• Task to carry out: Retype the data that follows exactly. No pictures belong in the copy.
-- Records to process follows --
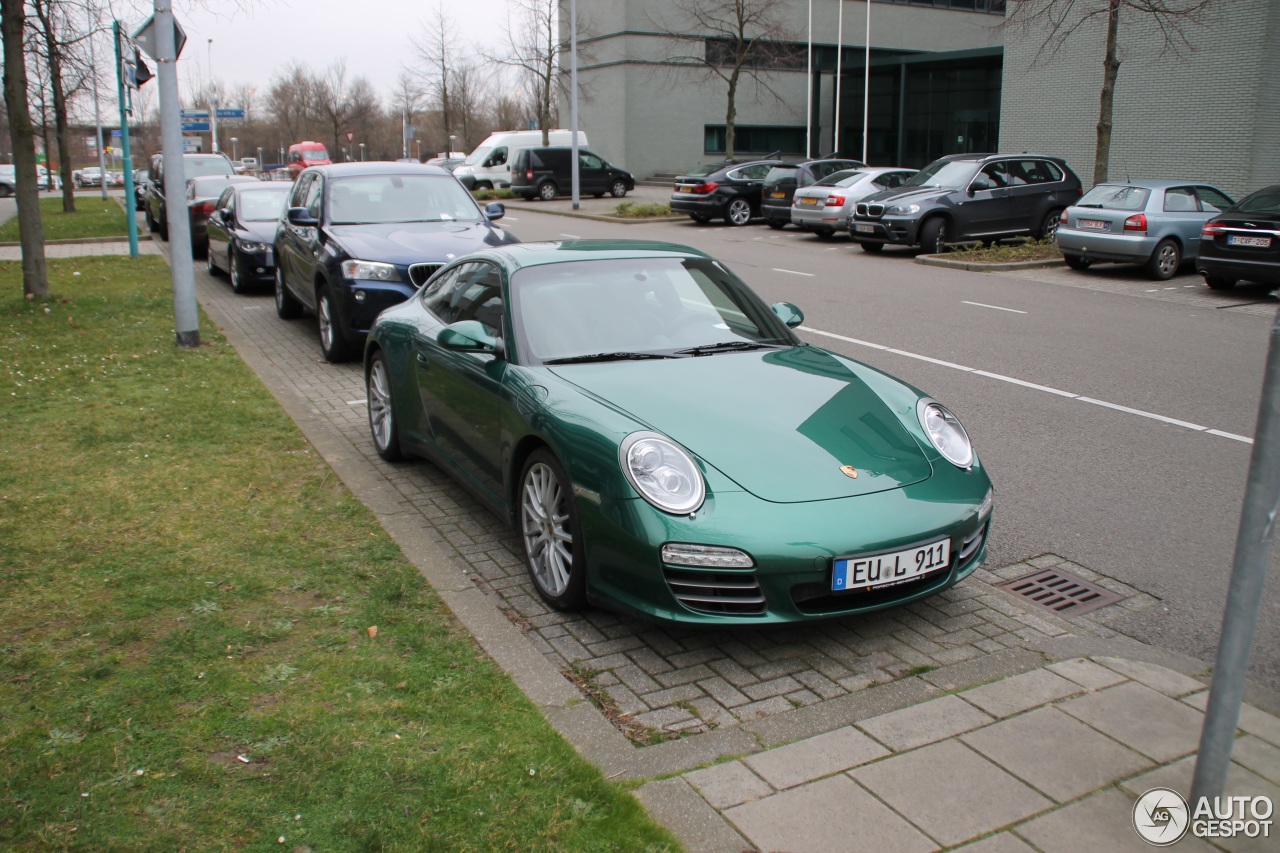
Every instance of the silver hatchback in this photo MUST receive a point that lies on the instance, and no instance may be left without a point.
(1153, 223)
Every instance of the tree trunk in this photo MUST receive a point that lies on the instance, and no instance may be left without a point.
(730, 117)
(1110, 72)
(31, 227)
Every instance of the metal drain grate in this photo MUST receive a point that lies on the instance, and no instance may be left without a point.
(1060, 592)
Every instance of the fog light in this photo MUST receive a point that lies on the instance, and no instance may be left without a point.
(679, 553)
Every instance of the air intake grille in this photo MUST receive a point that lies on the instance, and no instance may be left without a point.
(419, 273)
(716, 592)
(1060, 592)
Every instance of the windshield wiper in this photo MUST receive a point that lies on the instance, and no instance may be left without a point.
(609, 356)
(727, 346)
-- Records to process concluded --
• Response area:
Every instance of the silver hatchback in this photo MUST receive a point that lies on the instance, and no instance may be left without a point.
(1153, 223)
Every instance of the tree trunk in this photo MUST receive a point that lies on the instance, and no instance may be left without a point.
(730, 117)
(1110, 72)
(31, 227)
Every instance of the metal drain grate in this photo MUST receive a point that lies on the instance, and no instance may be left without a point.
(1060, 592)
Every instance of the fog light in this photo MUST receive a point that lies on the instance, and no instance may be left without a point.
(679, 553)
Every instance of the air intake grille in this photo MUST receive a point that lies on the instance, and no instance may be left without a point.
(419, 273)
(716, 592)
(1060, 592)
Every instance of the windshield wiper in this photo MUST receive a point that lies on the instance, and no instance may be left without a point.
(609, 356)
(727, 346)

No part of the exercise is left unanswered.